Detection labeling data
***

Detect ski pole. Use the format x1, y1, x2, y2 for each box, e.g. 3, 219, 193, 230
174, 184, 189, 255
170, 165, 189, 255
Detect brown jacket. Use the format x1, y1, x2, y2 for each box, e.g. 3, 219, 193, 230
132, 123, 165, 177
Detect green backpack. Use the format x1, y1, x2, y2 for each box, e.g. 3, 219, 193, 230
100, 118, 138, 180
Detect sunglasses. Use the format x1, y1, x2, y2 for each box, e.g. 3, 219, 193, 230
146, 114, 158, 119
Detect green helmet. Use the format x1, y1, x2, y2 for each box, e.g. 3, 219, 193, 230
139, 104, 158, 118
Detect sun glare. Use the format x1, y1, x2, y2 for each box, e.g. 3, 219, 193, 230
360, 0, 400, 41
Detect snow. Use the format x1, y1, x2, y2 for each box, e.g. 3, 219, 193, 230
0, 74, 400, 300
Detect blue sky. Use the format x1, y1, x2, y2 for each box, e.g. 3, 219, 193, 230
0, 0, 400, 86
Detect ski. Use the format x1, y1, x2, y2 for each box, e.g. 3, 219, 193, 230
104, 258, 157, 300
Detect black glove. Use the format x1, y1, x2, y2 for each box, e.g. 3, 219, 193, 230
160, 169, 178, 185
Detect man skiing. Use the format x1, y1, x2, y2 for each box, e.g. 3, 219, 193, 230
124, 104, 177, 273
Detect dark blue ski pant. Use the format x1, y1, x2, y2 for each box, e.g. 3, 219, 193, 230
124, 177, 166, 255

***

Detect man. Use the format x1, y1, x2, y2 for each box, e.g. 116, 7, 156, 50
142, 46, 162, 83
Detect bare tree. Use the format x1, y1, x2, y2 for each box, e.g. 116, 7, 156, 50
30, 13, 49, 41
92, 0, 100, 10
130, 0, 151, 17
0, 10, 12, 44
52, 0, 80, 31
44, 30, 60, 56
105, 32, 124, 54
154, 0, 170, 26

***

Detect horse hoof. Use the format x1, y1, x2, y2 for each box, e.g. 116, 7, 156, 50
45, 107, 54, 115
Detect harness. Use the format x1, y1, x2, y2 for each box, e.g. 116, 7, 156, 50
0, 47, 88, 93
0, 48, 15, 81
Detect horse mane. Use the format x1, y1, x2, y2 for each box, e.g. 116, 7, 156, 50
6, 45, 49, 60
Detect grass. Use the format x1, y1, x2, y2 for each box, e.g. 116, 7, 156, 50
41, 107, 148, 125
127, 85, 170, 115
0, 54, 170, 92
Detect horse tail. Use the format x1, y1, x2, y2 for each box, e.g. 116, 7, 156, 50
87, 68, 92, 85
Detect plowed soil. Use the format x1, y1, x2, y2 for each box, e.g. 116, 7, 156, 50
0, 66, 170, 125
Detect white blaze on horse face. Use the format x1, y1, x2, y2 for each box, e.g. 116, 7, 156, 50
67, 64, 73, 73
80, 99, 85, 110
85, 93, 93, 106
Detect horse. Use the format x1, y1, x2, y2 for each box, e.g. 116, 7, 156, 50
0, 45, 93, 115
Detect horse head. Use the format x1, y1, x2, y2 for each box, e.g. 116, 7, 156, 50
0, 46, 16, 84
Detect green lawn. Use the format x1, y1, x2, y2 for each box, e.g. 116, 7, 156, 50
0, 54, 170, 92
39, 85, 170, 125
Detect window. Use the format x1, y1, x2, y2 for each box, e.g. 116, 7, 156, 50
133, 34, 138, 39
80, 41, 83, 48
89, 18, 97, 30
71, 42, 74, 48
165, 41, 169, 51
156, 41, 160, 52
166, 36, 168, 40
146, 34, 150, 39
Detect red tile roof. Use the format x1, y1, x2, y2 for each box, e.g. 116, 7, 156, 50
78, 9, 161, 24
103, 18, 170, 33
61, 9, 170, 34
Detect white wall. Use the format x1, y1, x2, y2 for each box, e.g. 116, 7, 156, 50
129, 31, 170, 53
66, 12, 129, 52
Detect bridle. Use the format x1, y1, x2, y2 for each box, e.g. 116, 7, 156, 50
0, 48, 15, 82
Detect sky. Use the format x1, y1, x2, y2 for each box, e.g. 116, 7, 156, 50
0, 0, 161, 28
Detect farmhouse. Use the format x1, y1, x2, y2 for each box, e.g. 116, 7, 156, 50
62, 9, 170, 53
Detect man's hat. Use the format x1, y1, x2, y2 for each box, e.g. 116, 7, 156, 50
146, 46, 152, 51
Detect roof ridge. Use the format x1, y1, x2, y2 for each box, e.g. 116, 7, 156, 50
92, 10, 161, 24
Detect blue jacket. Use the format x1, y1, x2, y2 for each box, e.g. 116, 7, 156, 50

***

- [Description of the task]: Repeat the lines of the data above without any changes, from the line containing "Detect ski pole." up to and including the line containing "132, 123, 165, 177".

- [Full response]:
Detect ski pole. Use the format x1, y1, x2, y2 for each box, e.g. 3, 219, 193, 230
174, 184, 189, 255
170, 165, 189, 255
Detect brown jacket. Use the format x1, y1, x2, y2 for each box, e.g. 3, 219, 193, 230
132, 123, 165, 177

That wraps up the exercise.